PROVIDED DATA

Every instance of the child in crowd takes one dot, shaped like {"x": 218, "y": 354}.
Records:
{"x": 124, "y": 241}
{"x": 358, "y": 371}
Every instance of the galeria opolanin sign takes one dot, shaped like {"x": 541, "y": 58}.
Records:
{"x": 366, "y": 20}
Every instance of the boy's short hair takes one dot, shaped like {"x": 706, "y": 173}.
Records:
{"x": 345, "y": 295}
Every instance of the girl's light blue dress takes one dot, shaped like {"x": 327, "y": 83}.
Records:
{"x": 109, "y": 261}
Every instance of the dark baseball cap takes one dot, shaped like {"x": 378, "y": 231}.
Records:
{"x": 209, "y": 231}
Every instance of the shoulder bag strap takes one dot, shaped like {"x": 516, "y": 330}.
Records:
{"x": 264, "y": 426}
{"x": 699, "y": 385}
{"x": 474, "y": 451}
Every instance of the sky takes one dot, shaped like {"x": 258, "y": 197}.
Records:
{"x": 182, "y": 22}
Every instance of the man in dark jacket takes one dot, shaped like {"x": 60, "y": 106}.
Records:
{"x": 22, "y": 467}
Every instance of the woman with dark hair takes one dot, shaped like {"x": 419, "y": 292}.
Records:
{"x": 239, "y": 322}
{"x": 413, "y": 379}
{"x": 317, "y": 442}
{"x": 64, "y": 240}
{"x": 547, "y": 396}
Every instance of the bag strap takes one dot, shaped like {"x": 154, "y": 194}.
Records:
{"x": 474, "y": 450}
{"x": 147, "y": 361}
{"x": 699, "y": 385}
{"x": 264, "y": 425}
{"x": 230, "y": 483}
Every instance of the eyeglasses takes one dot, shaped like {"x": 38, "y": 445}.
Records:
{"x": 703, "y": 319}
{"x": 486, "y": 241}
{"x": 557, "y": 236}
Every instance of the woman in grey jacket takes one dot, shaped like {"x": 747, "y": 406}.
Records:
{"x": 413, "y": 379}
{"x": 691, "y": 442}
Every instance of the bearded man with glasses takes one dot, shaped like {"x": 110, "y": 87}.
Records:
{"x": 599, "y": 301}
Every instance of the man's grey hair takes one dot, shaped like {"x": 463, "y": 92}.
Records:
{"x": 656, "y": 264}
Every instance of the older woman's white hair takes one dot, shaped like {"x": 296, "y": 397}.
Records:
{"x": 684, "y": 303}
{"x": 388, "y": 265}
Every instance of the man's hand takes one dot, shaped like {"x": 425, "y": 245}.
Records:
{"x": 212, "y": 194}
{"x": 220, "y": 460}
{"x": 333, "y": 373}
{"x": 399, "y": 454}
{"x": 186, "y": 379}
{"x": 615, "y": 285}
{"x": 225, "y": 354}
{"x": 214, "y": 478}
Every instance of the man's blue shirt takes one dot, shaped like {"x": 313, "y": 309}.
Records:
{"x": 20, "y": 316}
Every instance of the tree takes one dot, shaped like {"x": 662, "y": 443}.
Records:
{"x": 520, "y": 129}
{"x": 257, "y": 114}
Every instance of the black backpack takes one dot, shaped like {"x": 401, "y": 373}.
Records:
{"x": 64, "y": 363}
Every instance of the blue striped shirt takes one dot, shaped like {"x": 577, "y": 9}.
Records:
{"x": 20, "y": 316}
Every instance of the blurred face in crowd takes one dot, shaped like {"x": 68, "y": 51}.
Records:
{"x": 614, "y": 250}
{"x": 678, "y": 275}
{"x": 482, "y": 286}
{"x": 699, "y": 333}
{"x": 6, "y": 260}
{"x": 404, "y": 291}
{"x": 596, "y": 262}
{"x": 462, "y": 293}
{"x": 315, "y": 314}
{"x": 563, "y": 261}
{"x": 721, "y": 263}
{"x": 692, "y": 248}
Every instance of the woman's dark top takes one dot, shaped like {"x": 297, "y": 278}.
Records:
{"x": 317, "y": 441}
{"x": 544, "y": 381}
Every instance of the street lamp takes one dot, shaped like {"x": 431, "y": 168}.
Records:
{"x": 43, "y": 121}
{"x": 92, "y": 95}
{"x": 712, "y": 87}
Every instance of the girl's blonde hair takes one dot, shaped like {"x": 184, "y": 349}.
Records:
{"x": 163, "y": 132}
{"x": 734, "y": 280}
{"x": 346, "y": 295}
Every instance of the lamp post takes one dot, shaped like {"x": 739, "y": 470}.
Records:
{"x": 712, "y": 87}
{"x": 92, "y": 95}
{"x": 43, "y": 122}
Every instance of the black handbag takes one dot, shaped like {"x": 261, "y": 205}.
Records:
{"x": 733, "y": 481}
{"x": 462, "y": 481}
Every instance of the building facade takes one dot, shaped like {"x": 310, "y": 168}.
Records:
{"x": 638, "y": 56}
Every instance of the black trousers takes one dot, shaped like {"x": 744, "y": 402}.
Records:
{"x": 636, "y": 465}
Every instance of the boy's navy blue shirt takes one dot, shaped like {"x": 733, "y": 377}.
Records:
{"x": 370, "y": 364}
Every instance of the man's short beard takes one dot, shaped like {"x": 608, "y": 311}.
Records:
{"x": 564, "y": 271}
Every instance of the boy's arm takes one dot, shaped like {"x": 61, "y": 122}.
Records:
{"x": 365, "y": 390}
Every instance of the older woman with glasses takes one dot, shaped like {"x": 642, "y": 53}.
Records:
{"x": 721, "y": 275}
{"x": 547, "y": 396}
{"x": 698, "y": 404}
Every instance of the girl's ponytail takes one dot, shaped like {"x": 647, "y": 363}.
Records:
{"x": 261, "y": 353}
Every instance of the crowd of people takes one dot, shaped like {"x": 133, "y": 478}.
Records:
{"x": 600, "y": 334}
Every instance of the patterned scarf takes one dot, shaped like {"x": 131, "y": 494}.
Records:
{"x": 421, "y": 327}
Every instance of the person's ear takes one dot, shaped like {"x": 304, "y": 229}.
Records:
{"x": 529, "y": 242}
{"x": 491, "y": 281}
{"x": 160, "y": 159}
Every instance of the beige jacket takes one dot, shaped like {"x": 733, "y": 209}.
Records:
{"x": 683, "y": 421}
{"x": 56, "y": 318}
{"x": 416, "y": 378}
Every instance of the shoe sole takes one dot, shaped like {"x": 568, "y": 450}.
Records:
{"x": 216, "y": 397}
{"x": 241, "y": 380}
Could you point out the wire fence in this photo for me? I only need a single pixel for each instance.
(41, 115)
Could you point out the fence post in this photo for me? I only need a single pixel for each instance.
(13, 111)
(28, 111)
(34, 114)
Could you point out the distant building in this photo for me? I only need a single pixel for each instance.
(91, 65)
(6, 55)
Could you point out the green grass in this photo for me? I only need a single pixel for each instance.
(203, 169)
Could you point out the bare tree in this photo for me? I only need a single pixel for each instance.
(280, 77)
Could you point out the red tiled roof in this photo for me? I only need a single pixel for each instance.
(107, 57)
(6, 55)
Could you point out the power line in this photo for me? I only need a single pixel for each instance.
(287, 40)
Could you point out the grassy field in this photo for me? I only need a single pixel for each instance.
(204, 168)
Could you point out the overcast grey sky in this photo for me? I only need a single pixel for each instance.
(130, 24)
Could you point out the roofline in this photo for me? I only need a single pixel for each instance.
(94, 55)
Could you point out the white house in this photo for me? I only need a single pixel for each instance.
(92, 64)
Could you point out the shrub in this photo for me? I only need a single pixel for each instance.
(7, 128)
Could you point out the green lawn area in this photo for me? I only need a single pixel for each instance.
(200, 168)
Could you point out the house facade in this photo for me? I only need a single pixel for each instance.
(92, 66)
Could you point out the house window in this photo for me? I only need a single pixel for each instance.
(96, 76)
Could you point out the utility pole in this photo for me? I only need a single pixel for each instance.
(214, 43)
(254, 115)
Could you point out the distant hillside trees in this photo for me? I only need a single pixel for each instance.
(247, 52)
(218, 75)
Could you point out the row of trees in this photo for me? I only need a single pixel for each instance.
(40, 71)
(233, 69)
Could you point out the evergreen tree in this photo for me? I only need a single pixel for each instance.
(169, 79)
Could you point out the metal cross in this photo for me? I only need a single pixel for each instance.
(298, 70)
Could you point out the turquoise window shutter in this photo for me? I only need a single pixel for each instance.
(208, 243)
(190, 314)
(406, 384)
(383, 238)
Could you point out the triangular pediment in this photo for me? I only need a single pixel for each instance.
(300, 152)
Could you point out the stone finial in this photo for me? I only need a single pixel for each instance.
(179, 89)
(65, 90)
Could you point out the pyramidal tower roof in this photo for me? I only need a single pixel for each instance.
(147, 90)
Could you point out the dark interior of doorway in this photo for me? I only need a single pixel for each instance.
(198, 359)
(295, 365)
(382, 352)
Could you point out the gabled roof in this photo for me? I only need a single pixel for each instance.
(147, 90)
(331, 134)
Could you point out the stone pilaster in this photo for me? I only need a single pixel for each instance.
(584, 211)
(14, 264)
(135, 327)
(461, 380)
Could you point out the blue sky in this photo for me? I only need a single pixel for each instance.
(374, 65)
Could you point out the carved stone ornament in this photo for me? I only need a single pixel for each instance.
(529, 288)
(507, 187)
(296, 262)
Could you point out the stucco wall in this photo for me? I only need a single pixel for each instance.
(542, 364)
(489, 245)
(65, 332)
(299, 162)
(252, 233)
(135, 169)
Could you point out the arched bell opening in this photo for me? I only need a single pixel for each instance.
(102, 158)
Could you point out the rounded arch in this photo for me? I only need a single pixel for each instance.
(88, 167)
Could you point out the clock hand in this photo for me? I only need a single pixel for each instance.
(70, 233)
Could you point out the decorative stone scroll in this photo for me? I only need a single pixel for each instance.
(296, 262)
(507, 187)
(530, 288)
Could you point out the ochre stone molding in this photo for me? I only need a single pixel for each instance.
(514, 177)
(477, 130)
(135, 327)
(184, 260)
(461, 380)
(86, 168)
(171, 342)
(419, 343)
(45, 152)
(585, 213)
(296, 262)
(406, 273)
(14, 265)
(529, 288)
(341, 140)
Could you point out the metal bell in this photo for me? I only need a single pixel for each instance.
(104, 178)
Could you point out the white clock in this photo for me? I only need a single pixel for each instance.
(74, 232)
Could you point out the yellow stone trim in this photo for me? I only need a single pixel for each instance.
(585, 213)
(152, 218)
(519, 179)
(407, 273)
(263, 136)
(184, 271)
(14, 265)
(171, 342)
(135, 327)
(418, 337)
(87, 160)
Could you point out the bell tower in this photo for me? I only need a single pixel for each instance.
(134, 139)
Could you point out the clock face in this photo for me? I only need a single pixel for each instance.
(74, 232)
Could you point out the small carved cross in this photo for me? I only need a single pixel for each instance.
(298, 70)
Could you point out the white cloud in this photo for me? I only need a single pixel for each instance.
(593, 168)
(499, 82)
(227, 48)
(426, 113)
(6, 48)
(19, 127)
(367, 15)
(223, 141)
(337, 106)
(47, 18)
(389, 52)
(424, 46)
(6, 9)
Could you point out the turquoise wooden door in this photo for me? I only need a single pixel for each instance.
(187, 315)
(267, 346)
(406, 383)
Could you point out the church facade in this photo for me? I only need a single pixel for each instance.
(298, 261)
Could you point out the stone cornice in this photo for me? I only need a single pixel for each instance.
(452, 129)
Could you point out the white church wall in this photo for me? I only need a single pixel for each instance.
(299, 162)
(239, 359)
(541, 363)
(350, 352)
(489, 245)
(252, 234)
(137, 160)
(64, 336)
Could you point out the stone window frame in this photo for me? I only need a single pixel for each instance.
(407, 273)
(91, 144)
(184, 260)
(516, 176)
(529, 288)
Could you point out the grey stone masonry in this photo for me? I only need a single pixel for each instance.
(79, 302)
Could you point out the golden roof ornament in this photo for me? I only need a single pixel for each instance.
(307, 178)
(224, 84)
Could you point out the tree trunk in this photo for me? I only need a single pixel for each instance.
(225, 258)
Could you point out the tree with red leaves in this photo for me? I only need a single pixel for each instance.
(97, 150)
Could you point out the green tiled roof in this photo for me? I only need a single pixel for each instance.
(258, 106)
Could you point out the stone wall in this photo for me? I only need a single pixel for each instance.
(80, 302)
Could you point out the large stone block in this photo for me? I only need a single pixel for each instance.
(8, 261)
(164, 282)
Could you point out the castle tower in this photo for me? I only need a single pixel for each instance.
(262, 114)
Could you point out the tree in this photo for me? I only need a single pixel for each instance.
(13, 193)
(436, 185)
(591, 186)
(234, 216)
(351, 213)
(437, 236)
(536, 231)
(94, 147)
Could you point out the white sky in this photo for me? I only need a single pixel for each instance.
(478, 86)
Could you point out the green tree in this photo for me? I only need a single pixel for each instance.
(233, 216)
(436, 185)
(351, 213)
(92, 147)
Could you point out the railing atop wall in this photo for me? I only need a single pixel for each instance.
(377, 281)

WHAT IS EXPECTED
Quote, word for word, every line starting at the one that contains "Could you point out the stone window" and ending with the final line of the entries.

SOLUTION FOR THIS EXERCISE
Could you point out the stone window frame in this photo for me? I only need a single pixel for each instance.
(407, 273)
(91, 144)
(184, 260)
(516, 176)
(529, 288)
Could you point out the grey stone masonry in this photo for me? I only need a single pixel for each instance.
(79, 302)
Could you point out the golden roof ornament in this photo for me? I only need a single pixel for each instance.
(307, 178)
(224, 84)
Could you point out the tree trunk in this photo for me? I only need a single pixel for each instance.
(225, 258)
Could you point out the tree with red leaves in this photo for me? I only need a single pixel for each instance.
(97, 150)
Could you point out the green tiled roof in this photo for me? I only need a single pixel for each instance.
(258, 106)
Could you point out the stone wall in this photo for me? I only need a single pixel for each instance.
(80, 302)
Could you point out the large stone block in this photo for me? I only need a single pixel for each instance.
(8, 261)
(164, 282)
Could you point out the castle tower in this photo for me? I only need a single pixel for each instance.
(262, 114)
Could you point out the tree in this photo for me? I only need a single pixel for each instance.
(13, 193)
(436, 185)
(591, 186)
(234, 216)
(351, 213)
(437, 236)
(536, 231)
(94, 147)
Could you point out the white sky in this photo for me? I only need a single pixel for each instance.
(478, 86)
Could you point out the green tree in this photo for me? I only need a single pixel for each instance.
(233, 216)
(436, 185)
(351, 213)
(92, 147)
Could you point out the railing atop wall in this photo for me? I only need a single pixel for each instance.
(377, 281)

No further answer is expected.